-------- Page

According to Keith Lloyd, rhetorical scholars are little aware of the ancient Sanskrit Nyāya Sūtra because most scholars assume that India is more “mystical than logical, because Nyāya has been misinterpreted through Greek logic and terminologies, and because of Nyāya’s epistemology and soteriology. Lloyd applies Roy Perrett’s four Western “approaches” to India; what Perrett calls “magisterial blindness” and “exoticist assumptions” limits our knowledge of Nyāya and delays its “inclusion in rhetorical studies.” Lloyd uses two other approaches Perrett highlights, “curatorial” and “interlocutory,” as well as noting Nyāya’s relation to Aristotle’s enthymeme and example, to reveal Nyāya’s rhetoricity. However, its emphasis on collaboration and the fruitfulness of argument pushes it beyond Greco-Roman rhetoric, and adds the most dimension to our understanding of the history and nature of rhetoric from a global perspective. 

Tags: Aristotle, Comparative Rhetoric, Enthymeme, Indian Rhetorics, Nyaya/Nyāya

Maharishi Mahesh Yogi. The Flow of Consciousness: Maharishi Mahesh Yogi on Literature and Language 1971 to 1976, edited by Rhoda F. Orme-Johnson and Susan K. Andersen,  Consciousness-Based Books/Maharishi U of Management P, 2010.

In this collection of lectures focusing on speech, language, literature, and communication, Maharishi Mahesh Yogi elaborates in depth on points that should be of particular value for scholars of ancient Indian rhetoric. He uses analogy and traditional etymological analysis in his discussions to bring to light the meanings and functions of untranslatable Sanskrit terms and concepts and their implications for the promotion of fruitful communication and harmony in individual, social, and cosmic life, goals which, as Oliver has pointed out, have driven and shaped this ancient rhetorical culture. 

The rhetorical paradigm implicit here clearly differs from that which underpins Western rhetorical theory. In his analysis, the author gives insight into principles of literature, language, and communication expressed in the Vedic literature, which is a repository of knowledge on the rhetorical culture that flowered from ancient Vedic civilization and is still influential today. The verses of the Veda notoriously resist easy translation, due in part to their elliptical, polysemous, and richly metaphorical style. This source is helpful for understanding what the Vedic literature says about its own rhetorical paradigm so that related cultural practices may be studied on their own terms.

----------------
-------- Data section

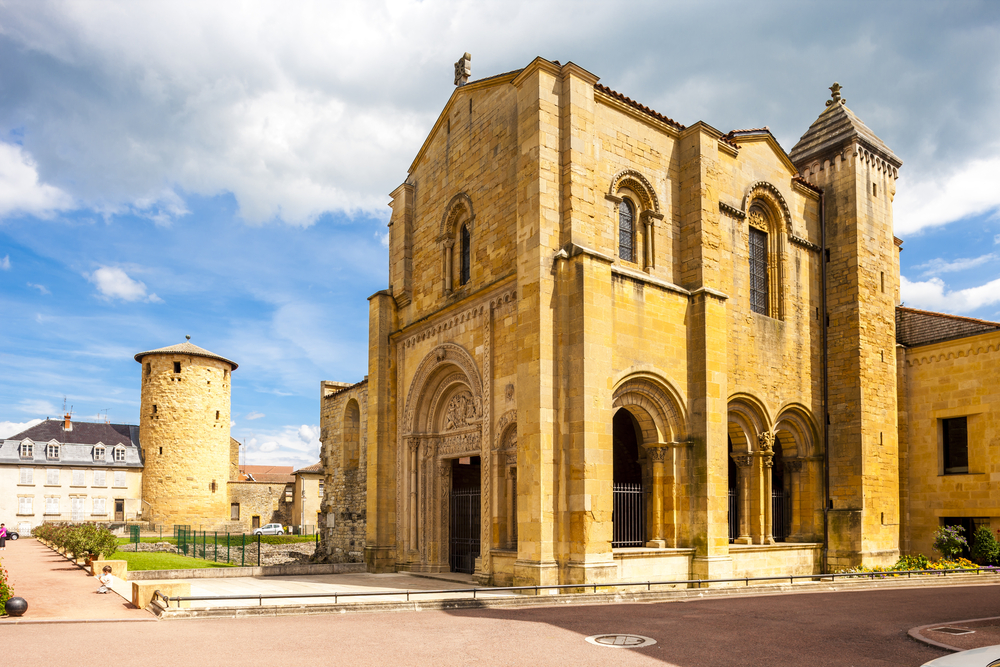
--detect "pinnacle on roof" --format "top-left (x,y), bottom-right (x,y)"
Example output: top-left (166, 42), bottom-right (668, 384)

----------------

= Exercise tasks =
(1) Please decide whether each statement agrees with the entries on Indian rhetoric, answering yes or no and quoting the words that settle it: (a) Lloyd says Nyāya has been misread through Greek logic; (b) The Flow of Consciousness was published in 1971; (c) the verses of the Veda are easy to translate.
(2) According to the entries on Indian rhetoric, who edited The Flow of Consciousness?
Work only from the entries on Indian rhetoric, not from the data.

= Outputs in order =
(1)
(a) Yes: "because Nyāya has been misinterpreted through Greek logic and terminologies"
(b) No: "Consciousness-Based Books/Maharishi U of Management P, 2010."
(c) No: "The verses of the Veda notoriously resist easy translation"

(2) Rhoda F. Orme-Johnson and Susan K. Andersen